[Collected data]
# # #

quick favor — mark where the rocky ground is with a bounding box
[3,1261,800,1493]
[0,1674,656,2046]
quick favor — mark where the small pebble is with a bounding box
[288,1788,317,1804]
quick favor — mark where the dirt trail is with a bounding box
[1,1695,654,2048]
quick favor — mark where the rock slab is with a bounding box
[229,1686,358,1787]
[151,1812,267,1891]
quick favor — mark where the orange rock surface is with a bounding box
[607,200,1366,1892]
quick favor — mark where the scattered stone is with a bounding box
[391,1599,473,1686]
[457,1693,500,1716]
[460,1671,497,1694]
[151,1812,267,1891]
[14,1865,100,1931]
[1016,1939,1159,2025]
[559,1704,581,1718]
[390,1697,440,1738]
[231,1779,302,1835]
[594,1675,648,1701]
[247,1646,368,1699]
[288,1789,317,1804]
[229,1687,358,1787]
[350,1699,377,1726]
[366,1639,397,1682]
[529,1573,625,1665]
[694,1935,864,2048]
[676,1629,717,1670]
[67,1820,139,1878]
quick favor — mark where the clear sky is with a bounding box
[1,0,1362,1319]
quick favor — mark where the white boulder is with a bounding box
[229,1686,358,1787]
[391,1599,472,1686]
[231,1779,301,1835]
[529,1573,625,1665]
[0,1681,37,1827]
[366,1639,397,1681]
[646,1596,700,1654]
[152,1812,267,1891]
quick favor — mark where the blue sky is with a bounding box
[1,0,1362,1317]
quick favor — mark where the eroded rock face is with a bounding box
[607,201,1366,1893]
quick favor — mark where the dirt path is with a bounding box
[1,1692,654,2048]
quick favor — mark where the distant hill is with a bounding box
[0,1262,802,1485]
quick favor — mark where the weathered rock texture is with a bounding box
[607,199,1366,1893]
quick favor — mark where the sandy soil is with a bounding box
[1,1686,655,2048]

# # #

- **PROBLEM DETAILS**
With the records above in view, retype each one exactly.

- **EXERCISE RESPONSE**
quick favor — mark where the rocky ground is with a bounding box
[3,1261,800,1493]
[0,1674,656,2046]
quick favor — mark where the small pebble is with a bounding box
[288,1788,317,1804]
quick favor — mark where the dirt trail is with a bounding box
[1,1695,654,2048]
quick favor — mark where the rock slab is with a bounding box
[229,1686,358,1787]
[151,1812,267,1891]
quick favor — mark where the orange rock surface is with a bounding box
[607,200,1366,1892]
quick favor — mark where the scattered stone is with a bounding box
[391,1599,473,1686]
[457,1693,500,1716]
[460,1671,497,1694]
[151,1812,267,1891]
[14,1865,100,1931]
[1016,1939,1159,2025]
[559,1704,581,1718]
[390,1697,440,1738]
[231,1779,302,1835]
[594,1675,648,1701]
[247,1646,368,1699]
[288,1789,317,1804]
[229,1687,358,1787]
[350,1699,377,1726]
[366,1639,397,1682]
[529,1573,625,1665]
[694,1935,864,2048]
[676,1629,717,1670]
[67,1820,139,1878]
quick favor — mark where the clear sky is with a bounding box
[1,0,1362,1319]
quick favor — mark where the white boulder is with a bounding box
[229,1686,358,1787]
[391,1599,472,1686]
[231,1779,301,1835]
[529,1573,625,1665]
[0,1681,37,1827]
[366,1639,397,1681]
[646,1596,700,1654]
[152,1812,267,1891]
quick favor — mark where the blue sky is with a bounding box
[1,0,1362,1317]
quick favor — mark where the eroded rock face is with a bounding box
[607,201,1366,1893]
quick favor — mark where the dirt path is with a bounding box
[1,1692,654,2048]
quick favor — mark where the distant hill is with a bounding box
[0,1262,802,1485]
quick favor — mark where the weathered rock texture is with a bounding box
[607,199,1366,1893]
quick favor — mark where the sandy soil is with a bounding box
[1,1686,655,2048]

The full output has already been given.